Work instructions:
1. According to the paper summaries, which two letters were left out of the finger spelling training set?
2. Pick up the paper summaries after their final sentence and keep writing in the same style.

Document excerpt:
American Sign Language Finger Spelling Recognition System


[Summary]


This paper presents a system that recognizes letters in American Sign Language, and show them on the screen with the sound of the recognized letter. They use neural network to train the postures. And each posture is a 18-dimensional vector, collected by a CyberGlove.


The neural network they use is a perceptron network because they claim that this generates the best recognition results. The perceptron network was trained using an 18x24 input matrix and a 24x24 target matrix, a identity matrix. Because the letters 'J' and 'Z' are not static postures, they just omitted them in the training set.


Their testing results showed the perceptron network got recognition accuracy of 90%, which is for user-dependent testing. And they didn't train and test the perceptron for user-independent case.


[Discussion]


This paper is only a two-page paper, so not a lot information we can gain from it. Everything they showed here is pretty simple. The obvious drawback is that they omitted the two letters ('J' and 'Z'), which make the recognition system would not work for the whole set of ASL letters. Another thing is that they only trained and tested postures for user-dependent case, so it is hard to say how high the accuracy would be for general users.

Invariant features for 3-D gesture recognition

[Summery]

This paper reports the recognition results of 10 different feature vectors for gesture recognition. To investigate this, they compared recognition performance on a set of 18 T’ai Chi gestures. They construct a training set of 54 six-gesture “sentences;” and test on another 54 sentence set. A “sentence” is a set of six gestures performed in sequence which captures the co-articulation exhibited by T’ai Chi.

Data shown:
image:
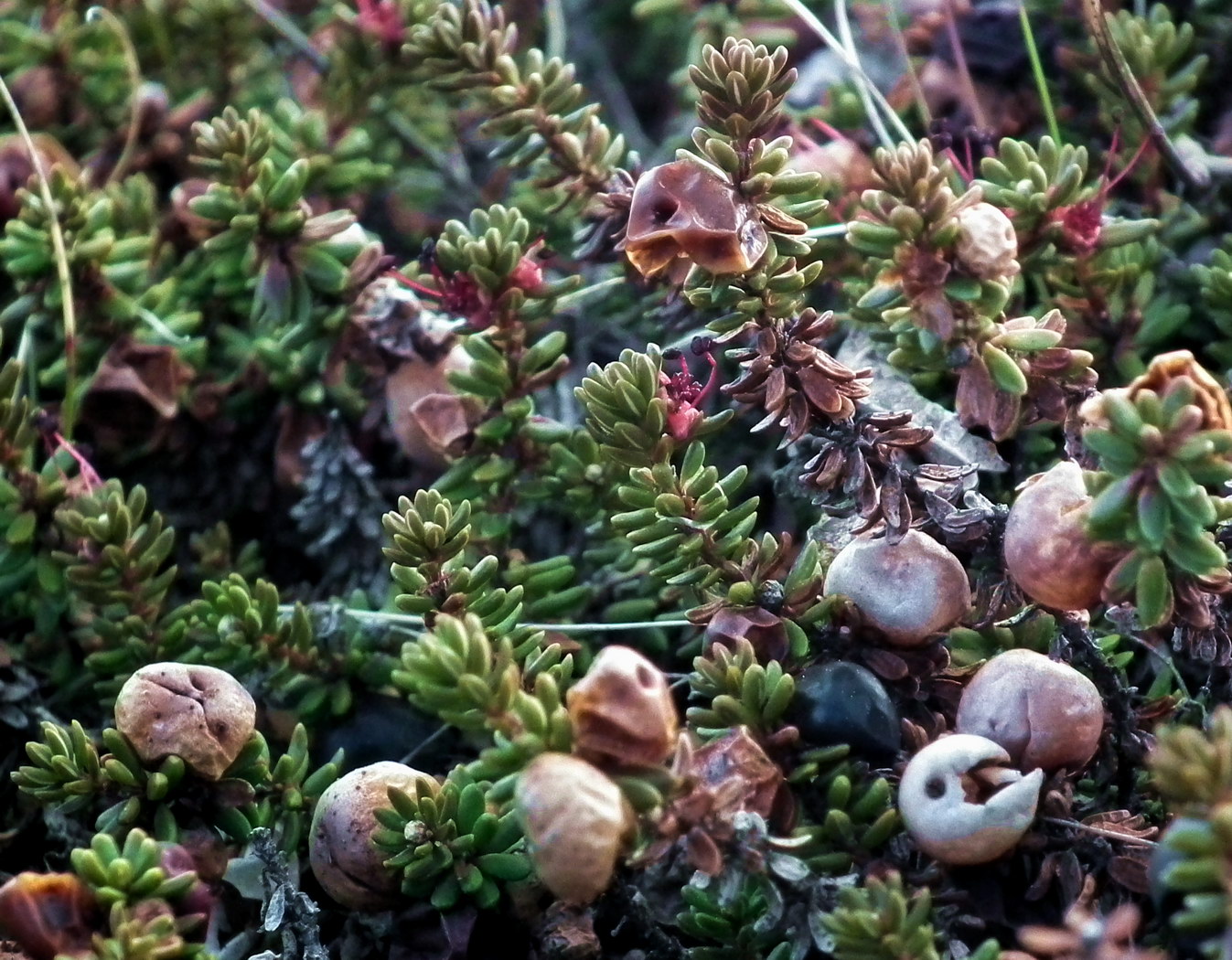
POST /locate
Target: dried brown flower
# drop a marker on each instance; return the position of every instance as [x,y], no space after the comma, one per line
[134,395]
[766,632]
[1089,937]
[795,379]
[49,914]
[685,212]
[1210,397]
[723,778]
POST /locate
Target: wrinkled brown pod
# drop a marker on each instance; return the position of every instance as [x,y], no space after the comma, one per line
[684,210]
[575,822]
[1047,551]
[344,859]
[622,711]
[909,590]
[201,714]
[48,914]
[1045,714]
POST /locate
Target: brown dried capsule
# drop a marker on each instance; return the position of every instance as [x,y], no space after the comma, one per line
[48,914]
[622,713]
[685,210]
[909,590]
[201,714]
[575,822]
[1045,714]
[425,412]
[1047,551]
[344,859]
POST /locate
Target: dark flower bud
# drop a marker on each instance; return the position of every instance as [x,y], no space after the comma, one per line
[764,632]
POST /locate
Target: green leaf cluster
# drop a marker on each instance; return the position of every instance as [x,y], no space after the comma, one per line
[448,843]
[1154,493]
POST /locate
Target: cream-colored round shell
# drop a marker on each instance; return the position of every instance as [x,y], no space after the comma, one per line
[1045,714]
[340,848]
[937,815]
[575,822]
[201,714]
[909,591]
[1046,548]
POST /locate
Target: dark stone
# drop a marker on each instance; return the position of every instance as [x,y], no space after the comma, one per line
[387,729]
[845,703]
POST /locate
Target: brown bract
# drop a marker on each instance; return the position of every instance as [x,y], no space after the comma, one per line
[48,914]
[575,822]
[1047,551]
[723,778]
[766,632]
[134,395]
[1044,714]
[344,859]
[199,714]
[425,412]
[909,590]
[622,713]
[682,210]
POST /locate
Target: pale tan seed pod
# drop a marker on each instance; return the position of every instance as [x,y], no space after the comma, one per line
[344,859]
[577,824]
[201,714]
[987,244]
[1045,714]
[1047,551]
[425,412]
[684,212]
[622,713]
[909,591]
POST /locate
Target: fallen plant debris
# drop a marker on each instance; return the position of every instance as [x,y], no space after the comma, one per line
[615,482]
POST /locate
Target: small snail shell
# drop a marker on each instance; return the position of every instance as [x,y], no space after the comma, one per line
[908,590]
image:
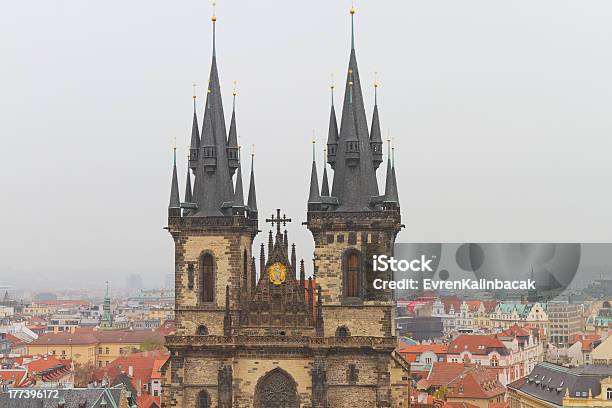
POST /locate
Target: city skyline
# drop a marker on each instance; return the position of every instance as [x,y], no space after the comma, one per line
[107,107]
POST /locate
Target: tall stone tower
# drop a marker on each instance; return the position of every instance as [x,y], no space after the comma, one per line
[350,225]
[269,337]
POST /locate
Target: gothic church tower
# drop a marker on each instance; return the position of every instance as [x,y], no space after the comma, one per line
[257,333]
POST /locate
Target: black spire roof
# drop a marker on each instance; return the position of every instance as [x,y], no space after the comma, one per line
[195,139]
[356,188]
[213,189]
[391,196]
[314,196]
[175,200]
[252,200]
[324,182]
[232,140]
[375,134]
[188,193]
[332,135]
[239,195]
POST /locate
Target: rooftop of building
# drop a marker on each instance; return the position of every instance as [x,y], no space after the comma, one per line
[551,382]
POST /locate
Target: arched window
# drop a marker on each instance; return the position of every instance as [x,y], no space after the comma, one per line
[203,400]
[342,331]
[351,374]
[352,269]
[207,278]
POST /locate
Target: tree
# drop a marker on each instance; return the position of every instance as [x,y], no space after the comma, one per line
[83,374]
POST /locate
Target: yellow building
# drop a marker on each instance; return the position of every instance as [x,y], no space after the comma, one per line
[92,346]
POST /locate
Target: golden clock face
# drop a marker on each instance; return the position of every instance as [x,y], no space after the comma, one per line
[277,273]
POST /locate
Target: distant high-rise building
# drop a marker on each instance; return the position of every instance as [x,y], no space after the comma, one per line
[107,317]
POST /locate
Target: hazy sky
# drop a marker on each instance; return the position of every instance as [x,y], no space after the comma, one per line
[501,114]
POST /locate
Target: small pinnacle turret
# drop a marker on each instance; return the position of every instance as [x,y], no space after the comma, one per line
[252,200]
[188,192]
[332,134]
[232,141]
[375,135]
[238,195]
[175,200]
[194,147]
[324,182]
[314,196]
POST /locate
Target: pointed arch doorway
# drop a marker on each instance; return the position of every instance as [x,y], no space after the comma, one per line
[276,389]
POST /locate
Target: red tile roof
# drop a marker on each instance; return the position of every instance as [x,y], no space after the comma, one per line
[45,363]
[410,352]
[16,376]
[490,305]
[15,341]
[516,331]
[449,301]
[473,305]
[144,366]
[477,382]
[481,344]
[443,373]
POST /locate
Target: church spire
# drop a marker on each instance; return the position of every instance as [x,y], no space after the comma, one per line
[252,200]
[332,134]
[213,187]
[391,197]
[314,196]
[239,195]
[188,193]
[232,140]
[175,201]
[375,135]
[353,26]
[195,137]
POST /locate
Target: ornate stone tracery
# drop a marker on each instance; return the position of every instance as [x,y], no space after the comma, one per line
[276,390]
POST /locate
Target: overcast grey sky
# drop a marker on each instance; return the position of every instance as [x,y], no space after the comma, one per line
[501,113]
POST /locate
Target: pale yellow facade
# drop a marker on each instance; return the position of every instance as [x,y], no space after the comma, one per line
[602,354]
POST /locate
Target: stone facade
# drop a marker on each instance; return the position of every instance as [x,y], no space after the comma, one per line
[306,359]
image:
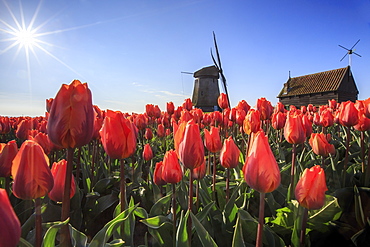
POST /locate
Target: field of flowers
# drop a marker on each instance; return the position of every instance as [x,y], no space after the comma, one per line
[245,176]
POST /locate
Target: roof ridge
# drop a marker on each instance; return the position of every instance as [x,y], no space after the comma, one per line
[321,72]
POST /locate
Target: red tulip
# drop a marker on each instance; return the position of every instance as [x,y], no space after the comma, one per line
[4,125]
[363,122]
[171,169]
[170,108]
[7,154]
[9,222]
[326,118]
[148,134]
[261,171]
[320,145]
[59,174]
[252,122]
[147,152]
[23,129]
[366,104]
[31,173]
[199,172]
[212,139]
[117,135]
[243,105]
[265,108]
[278,120]
[229,155]
[188,105]
[71,119]
[348,114]
[191,149]
[222,101]
[157,175]
[310,189]
[294,131]
[160,130]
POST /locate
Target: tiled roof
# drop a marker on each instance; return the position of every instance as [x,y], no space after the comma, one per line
[314,83]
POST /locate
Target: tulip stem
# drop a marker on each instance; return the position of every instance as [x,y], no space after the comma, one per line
[214,177]
[190,205]
[260,220]
[348,138]
[174,212]
[303,229]
[227,184]
[65,239]
[292,172]
[38,222]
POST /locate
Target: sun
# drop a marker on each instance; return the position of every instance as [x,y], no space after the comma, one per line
[26,38]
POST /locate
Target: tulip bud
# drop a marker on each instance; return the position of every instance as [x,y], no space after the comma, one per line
[117,135]
[171,170]
[212,139]
[9,222]
[71,119]
[191,149]
[7,154]
[311,187]
[229,155]
[261,171]
[157,175]
[59,174]
[31,173]
[147,152]
[222,101]
[320,145]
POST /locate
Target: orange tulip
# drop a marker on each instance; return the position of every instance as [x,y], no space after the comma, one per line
[200,171]
[71,119]
[252,122]
[363,122]
[348,114]
[310,189]
[278,120]
[222,101]
[31,173]
[229,155]
[171,169]
[320,145]
[265,108]
[157,175]
[117,135]
[366,104]
[191,149]
[212,139]
[294,131]
[261,171]
[147,152]
[9,222]
[59,174]
[7,154]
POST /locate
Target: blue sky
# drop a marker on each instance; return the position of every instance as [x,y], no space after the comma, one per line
[131,53]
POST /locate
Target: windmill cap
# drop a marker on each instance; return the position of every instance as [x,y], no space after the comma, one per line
[210,71]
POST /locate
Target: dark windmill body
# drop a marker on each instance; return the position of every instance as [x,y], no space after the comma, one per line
[318,88]
[206,89]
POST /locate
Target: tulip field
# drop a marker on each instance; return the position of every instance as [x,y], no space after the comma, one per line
[247,175]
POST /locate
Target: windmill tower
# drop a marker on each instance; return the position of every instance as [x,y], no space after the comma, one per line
[206,90]
[349,53]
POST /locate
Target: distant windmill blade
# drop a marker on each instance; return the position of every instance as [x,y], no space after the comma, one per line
[356,54]
[218,66]
[344,47]
[343,57]
[355,44]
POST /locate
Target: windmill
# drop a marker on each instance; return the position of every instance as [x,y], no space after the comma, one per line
[206,88]
[349,53]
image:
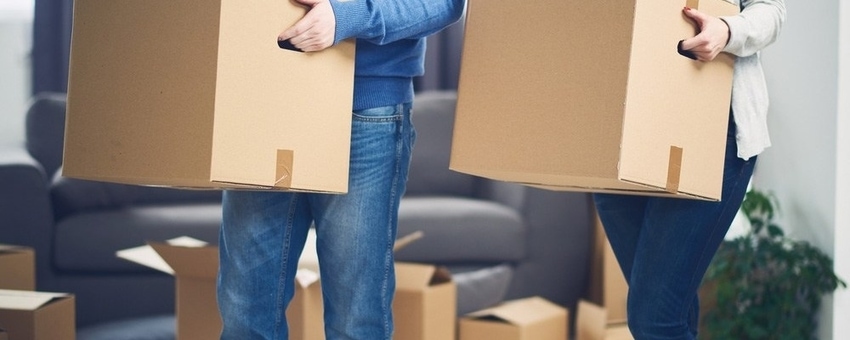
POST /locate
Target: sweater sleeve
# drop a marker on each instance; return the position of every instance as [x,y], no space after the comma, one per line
[756,27]
[384,21]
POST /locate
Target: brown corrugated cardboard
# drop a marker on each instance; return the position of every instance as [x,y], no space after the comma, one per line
[195,265]
[531,318]
[607,286]
[601,102]
[17,267]
[592,324]
[28,315]
[199,94]
[425,303]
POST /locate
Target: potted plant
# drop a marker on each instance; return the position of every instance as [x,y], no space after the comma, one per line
[763,285]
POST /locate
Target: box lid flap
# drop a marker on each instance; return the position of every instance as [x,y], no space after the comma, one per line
[521,312]
[417,276]
[6,248]
[197,262]
[26,300]
[148,256]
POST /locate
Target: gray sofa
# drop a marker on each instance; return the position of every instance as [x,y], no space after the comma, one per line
[480,229]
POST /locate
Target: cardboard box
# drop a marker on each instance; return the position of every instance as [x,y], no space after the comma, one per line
[198,94]
[29,315]
[592,324]
[531,318]
[607,286]
[425,303]
[195,266]
[601,102]
[17,267]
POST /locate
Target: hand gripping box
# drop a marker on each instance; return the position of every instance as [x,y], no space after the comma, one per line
[199,94]
[590,96]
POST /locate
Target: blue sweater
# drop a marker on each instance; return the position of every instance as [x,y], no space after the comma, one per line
[390,37]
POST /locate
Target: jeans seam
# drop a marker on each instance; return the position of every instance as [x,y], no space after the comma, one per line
[280,312]
[388,260]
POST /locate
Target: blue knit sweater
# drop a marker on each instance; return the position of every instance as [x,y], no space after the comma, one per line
[390,37]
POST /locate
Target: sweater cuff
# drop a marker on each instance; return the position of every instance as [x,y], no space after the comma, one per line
[736,41]
[351,15]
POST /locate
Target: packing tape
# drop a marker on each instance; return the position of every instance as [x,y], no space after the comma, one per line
[674,169]
[283,169]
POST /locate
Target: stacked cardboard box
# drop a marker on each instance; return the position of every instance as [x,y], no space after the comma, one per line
[592,324]
[531,318]
[29,315]
[199,94]
[600,101]
[424,304]
[17,267]
[26,314]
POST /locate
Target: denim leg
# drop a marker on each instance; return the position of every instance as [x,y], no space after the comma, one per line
[665,245]
[356,232]
[262,235]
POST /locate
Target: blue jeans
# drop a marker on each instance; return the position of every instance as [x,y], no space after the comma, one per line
[263,234]
[664,246]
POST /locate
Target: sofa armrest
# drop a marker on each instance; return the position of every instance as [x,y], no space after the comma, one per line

Responses to the exercise:
1. The letters 'J' and 'Z'.

2.
The recognition method they use is HMM. It has 5 states, forward chaining with jumps possible to the same state or each of the next two states.So every kind of feature is trained with HMM. The two kinds of feature vectors are the raw position , the Cartesian velocity, the polar velocity with angular velocity term , the polar velocity with tangential velocity term, and two sets with instantaneous speed and local curvature.

They separate the testing data into three groups: 'original', 'shifted', 'rotated'. The results showed that the feature vector (dr,dtheta,dz) had the best overall recognition rates (95%), while the raw feature vector (x,y,z) gave the lowest recogntion rates (34%). In addition, all feature sets perform worse on shifted and rotated data.

[Discussion]

They only reported their results on a specific HMM topology, so I was wondering how the results will be if using other topologies. In addition, their reports on different kinds of feature vectors is only for two-hand-and-head gestures. However, my biggest concern is why they use T'ai Chi gestures as their testing gestures. From the images in the paper, all the gestures are performed by a man just sitting in a chair, but actually T'ai Chi should be performed with the full-body.

Cyber Composer: Hand Gesture-Driven Intelligent Music Composition and Generation

[Summery]

This paper presents an interface, Cyber Composer, that lets user to control the tonality and the melody of the music by hand motion and gestures that they generate. Pitch, rhythm and volume of the melody can be controlled and generated in real-time by wearing a pair of CyberGloves and a Polhemus Fastrak.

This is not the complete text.